* begin *

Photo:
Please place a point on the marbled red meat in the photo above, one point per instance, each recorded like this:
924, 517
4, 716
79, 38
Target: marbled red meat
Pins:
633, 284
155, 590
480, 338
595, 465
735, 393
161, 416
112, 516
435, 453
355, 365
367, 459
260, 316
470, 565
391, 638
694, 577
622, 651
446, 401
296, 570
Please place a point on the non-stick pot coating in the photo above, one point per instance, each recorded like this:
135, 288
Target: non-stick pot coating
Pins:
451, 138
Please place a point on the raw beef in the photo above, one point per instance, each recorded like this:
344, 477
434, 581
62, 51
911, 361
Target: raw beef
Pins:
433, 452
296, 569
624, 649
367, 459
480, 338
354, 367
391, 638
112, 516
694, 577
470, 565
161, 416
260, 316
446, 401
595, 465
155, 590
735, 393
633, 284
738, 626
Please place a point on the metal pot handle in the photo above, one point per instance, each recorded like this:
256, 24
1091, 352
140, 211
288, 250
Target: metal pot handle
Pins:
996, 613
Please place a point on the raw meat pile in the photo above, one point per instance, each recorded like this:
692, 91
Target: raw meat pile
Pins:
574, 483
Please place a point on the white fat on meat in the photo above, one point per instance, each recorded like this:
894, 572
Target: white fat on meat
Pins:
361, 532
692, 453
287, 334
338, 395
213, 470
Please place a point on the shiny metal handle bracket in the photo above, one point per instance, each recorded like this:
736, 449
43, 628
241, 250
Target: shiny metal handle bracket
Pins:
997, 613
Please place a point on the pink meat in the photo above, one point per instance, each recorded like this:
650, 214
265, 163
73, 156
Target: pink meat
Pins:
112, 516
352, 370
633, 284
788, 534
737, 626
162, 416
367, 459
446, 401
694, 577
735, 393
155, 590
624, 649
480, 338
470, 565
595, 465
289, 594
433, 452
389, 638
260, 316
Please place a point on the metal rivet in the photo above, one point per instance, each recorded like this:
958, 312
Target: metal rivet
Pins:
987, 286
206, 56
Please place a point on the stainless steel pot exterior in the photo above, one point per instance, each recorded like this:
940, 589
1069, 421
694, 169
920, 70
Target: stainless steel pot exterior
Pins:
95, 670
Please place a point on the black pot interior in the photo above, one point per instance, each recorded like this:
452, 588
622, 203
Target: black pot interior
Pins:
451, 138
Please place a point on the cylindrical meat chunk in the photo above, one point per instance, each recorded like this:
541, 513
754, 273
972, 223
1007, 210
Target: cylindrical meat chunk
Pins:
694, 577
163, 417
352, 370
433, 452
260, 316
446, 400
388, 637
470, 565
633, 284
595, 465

* end *

Work instructions: Rewrite all of the lines above as a Markdown table with two columns, "Row" for a sequential number and "Line" for the text of each line, leaving out any blank lines.

Output for this task:
| Row | Line |
|---|---|
| 1 | Photo: |
| 2 | Please place a point on the marbled red meat in the photo above, one point per instance, each recorded like this: |
| 3 | 924, 517 |
| 4 | 4, 716 |
| 5 | 79, 38 |
| 6 | Target: marbled red meat |
| 7 | Pins: |
| 8 | 633, 284 |
| 9 | 155, 590 |
| 10 | 480, 338 |
| 11 | 595, 465 |
| 12 | 735, 393 |
| 13 | 161, 416 |
| 14 | 112, 516 |
| 15 | 435, 453 |
| 16 | 355, 365 |
| 17 | 367, 459 |
| 18 | 260, 316 |
| 19 | 470, 565 |
| 20 | 391, 638 |
| 21 | 694, 577 |
| 22 | 622, 651 |
| 23 | 446, 401 |
| 24 | 296, 570 |
| 25 | Please place a point on the non-stick pot coating in the photo above, one point per instance, each recorded like this: |
| 26 | 135, 288 |
| 27 | Target: non-stick pot coating |
| 28 | Pins: |
| 29 | 451, 138 |
| 30 | Please place a point on the raw beef in the photo above, one point per instance, each recorded like this: |
| 31 | 344, 477 |
| 32 | 434, 581 |
| 33 | 62, 51 |
| 34 | 911, 361 |
| 35 | Target: raw beef |
| 36 | Pins: |
| 37 | 433, 452 |
| 38 | 296, 569 |
| 39 | 624, 649 |
| 40 | 367, 459 |
| 41 | 480, 338 |
| 42 | 354, 367 |
| 43 | 391, 638 |
| 44 | 112, 516 |
| 45 | 694, 577 |
| 46 | 470, 565 |
| 47 | 161, 416 |
| 48 | 260, 316 |
| 49 | 446, 401 |
| 50 | 595, 465 |
| 51 | 155, 590 |
| 52 | 735, 393 |
| 53 | 633, 284 |
| 54 | 738, 626 |
| 55 | Please place a point on the metal pot handle in the photo above, one point per instance, each recorded like this: |
| 56 | 256, 24 |
| 57 | 1091, 352 |
| 58 | 140, 211 |
| 59 | 288, 250 |
| 60 | Target: metal pot handle |
| 61 | Pins: |
| 62 | 996, 613 |
| 63 | Please place a point on the raw meat pile in the photo above, one point per instance, each recorded like this: |
| 64 | 692, 91 |
| 65 | Target: raw meat pile |
| 66 | Pins: |
| 67 | 574, 483 |
| 68 | Please place a point on the white fat on meat in the photo above, one point per instance, each recorded like this: |
| 69 | 894, 572 |
| 70 | Target: white fat on meat |
| 71 | Pins: |
| 72 | 361, 532 |
| 73 | 692, 453 |
| 74 | 287, 334 |
| 75 | 338, 395 |
| 76 | 213, 470 |
| 77 | Please place a point on the shiny metal handle bracket in the photo above, one point per instance, each recorded like this: |
| 78 | 736, 449 |
| 79 | 43, 628 |
| 80 | 241, 250 |
| 81 | Target: shiny metal handle bracket |
| 82 | Pins: |
| 83 | 997, 613 |
| 84 | Please place a point on the pink meat in the photo above, one point per instance, each recorded like this: |
| 85 | 650, 214 |
| 86 | 265, 163 |
| 87 | 73, 156 |
| 88 | Target: pink meat |
| 89 | Pins: |
| 90 | 112, 516 |
| 91 | 352, 370 |
| 92 | 633, 284 |
| 93 | 788, 534 |
| 94 | 737, 626 |
| 95 | 162, 416 |
| 96 | 367, 459 |
| 97 | 446, 401 |
| 98 | 694, 577 |
| 99 | 735, 393 |
| 100 | 155, 590 |
| 101 | 624, 649 |
| 102 | 480, 338 |
| 103 | 470, 565 |
| 104 | 595, 465 |
| 105 | 289, 594 |
| 106 | 433, 452 |
| 107 | 389, 638 |
| 108 | 260, 316 |
| 109 | Please place a point on the metal rivet in the photo above, one point per instance, each recorded like this: |
| 110 | 958, 312 |
| 111 | Target: metal rivet |
| 112 | Pins: |
| 113 | 987, 286 |
| 114 | 206, 56 |
| 115 | Please place a point on the stainless steel pot exterior in the photo above, one point per instance, each recorded like this: |
| 116 | 940, 589 |
| 117 | 1069, 421 |
| 118 | 694, 169 |
| 119 | 920, 70 |
| 120 | Target: stainless steel pot exterior |
| 121 | Pins: |
| 122 | 95, 670 |
| 123 | Please place a point on the black pot interior in the photo above, one point per instance, each recorded like this: |
| 124 | 452, 588 |
| 125 | 622, 203 |
| 126 | Target: black pot interior |
| 127 | Pins: |
| 128 | 451, 138 |
| 129 | Please place a point on the cylindrical meat chunk in the photo above, one point per instance, each recorded like this: |
| 130 | 541, 513 |
| 131 | 754, 273 |
| 132 | 972, 223 |
| 133 | 1007, 210 |
| 134 | Target: cylindrical meat chunk |
| 135 | Pins: |
| 136 | 694, 577 |
| 137 | 163, 417 |
| 138 | 352, 370 |
| 139 | 433, 452 |
| 140 | 260, 316 |
| 141 | 446, 400 |
| 142 | 388, 637 |
| 143 | 470, 565 |
| 144 | 633, 284 |
| 145 | 595, 465 |